··· Records shown ···

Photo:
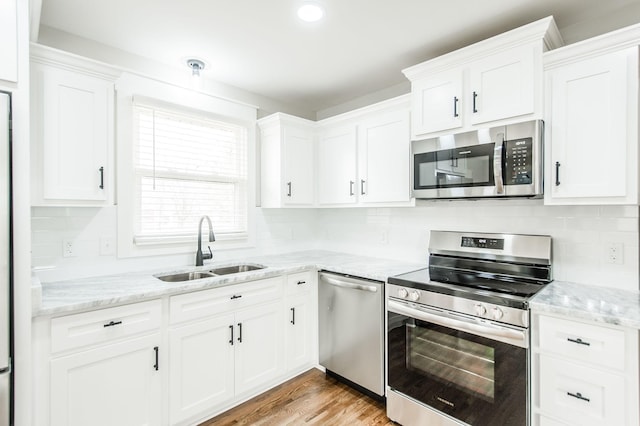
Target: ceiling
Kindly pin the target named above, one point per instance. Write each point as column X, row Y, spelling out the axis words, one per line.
column 360, row 47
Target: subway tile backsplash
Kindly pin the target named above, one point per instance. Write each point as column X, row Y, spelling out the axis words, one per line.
column 581, row 236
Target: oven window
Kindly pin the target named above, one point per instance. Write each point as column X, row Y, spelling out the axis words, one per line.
column 477, row 380
column 467, row 365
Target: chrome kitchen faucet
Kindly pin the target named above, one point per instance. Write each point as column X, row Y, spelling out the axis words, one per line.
column 200, row 257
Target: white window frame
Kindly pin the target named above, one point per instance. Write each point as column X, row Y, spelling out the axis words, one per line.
column 133, row 88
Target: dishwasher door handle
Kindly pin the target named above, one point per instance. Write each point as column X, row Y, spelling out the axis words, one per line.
column 347, row 283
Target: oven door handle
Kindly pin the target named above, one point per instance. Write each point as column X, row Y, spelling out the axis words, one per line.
column 497, row 164
column 490, row 331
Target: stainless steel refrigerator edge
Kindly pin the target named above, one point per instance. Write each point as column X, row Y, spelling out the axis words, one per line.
column 351, row 329
column 5, row 262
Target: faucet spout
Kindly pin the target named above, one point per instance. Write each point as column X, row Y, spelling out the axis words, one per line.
column 200, row 257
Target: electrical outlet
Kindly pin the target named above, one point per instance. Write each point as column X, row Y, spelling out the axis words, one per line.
column 615, row 253
column 68, row 248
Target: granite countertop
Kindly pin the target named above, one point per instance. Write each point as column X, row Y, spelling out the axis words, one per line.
column 593, row 303
column 64, row 297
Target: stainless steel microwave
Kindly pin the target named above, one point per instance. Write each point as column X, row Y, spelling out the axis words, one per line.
column 503, row 161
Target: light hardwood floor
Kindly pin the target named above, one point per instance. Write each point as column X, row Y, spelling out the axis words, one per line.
column 309, row 399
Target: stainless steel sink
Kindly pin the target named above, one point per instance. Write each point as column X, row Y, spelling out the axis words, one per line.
column 184, row 276
column 198, row 275
column 235, row 269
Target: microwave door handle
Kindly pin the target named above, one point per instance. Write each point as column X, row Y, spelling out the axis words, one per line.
column 497, row 164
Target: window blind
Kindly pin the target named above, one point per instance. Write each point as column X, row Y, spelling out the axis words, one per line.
column 187, row 166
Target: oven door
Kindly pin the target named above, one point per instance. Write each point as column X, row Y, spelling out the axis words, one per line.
column 470, row 369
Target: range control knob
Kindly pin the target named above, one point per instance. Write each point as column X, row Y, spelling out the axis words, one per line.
column 497, row 313
column 480, row 310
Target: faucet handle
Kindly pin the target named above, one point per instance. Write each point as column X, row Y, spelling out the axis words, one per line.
column 208, row 255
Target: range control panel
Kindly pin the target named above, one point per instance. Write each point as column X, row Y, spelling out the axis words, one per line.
column 518, row 162
column 488, row 243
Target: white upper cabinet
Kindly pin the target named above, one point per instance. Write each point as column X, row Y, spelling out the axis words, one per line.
column 502, row 85
column 592, row 121
column 384, row 156
column 287, row 159
column 437, row 102
column 337, row 166
column 495, row 80
column 72, row 130
column 9, row 40
column 364, row 156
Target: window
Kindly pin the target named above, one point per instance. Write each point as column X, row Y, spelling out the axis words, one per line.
column 186, row 166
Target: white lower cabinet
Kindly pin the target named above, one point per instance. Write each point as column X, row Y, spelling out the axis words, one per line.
column 583, row 373
column 178, row 360
column 114, row 381
column 301, row 310
column 201, row 372
column 212, row 361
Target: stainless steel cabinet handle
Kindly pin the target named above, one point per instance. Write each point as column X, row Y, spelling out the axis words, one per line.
column 101, row 169
column 579, row 396
column 156, row 366
column 578, row 341
column 346, row 284
column 503, row 334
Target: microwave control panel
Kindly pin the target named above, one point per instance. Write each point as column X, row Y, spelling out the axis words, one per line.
column 518, row 167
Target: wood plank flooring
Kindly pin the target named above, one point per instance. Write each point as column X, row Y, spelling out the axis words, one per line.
column 308, row 399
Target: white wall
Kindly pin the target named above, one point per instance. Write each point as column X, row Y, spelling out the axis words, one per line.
column 277, row 231
column 581, row 236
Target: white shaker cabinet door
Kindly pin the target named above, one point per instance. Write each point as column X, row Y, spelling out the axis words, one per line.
column 437, row 103
column 77, row 115
column 384, row 153
column 593, row 130
column 337, row 166
column 502, row 85
column 201, row 366
column 116, row 384
column 259, row 342
column 298, row 166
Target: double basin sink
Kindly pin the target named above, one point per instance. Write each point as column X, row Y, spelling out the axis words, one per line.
column 215, row 272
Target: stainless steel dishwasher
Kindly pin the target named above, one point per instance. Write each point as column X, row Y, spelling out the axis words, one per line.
column 351, row 329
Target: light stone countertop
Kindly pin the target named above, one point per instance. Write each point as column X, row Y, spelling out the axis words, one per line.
column 593, row 303
column 65, row 297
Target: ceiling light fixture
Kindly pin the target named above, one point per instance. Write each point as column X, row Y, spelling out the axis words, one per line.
column 196, row 65
column 310, row 11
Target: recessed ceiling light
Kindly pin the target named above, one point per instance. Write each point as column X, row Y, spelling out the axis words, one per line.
column 310, row 11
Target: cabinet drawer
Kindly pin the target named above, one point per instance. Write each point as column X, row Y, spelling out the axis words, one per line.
column 201, row 304
column 581, row 395
column 299, row 283
column 104, row 325
column 583, row 342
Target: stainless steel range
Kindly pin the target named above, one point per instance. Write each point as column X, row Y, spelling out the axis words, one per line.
column 458, row 331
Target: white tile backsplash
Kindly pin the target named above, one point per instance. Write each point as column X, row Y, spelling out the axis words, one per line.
column 581, row 235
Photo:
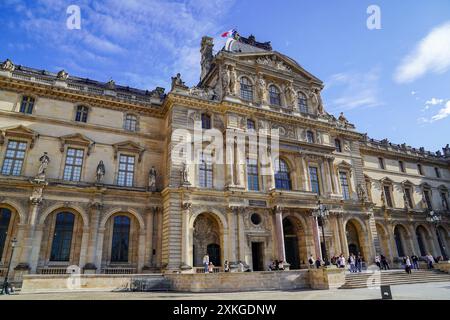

···

(What is being asked)
Please transcribe only the lines in the records above running from the line that has "Target: range control knob" through the line that has "Target: faucet handle", both included, exactly as they appear.

(Your solution)
Target: range control knob
Kindly pin the target named above, one point per instance. Write each point as column X, row Y, spelling out the axis words, one per line.
column 497, row 313
column 480, row 310
Target: faucet handle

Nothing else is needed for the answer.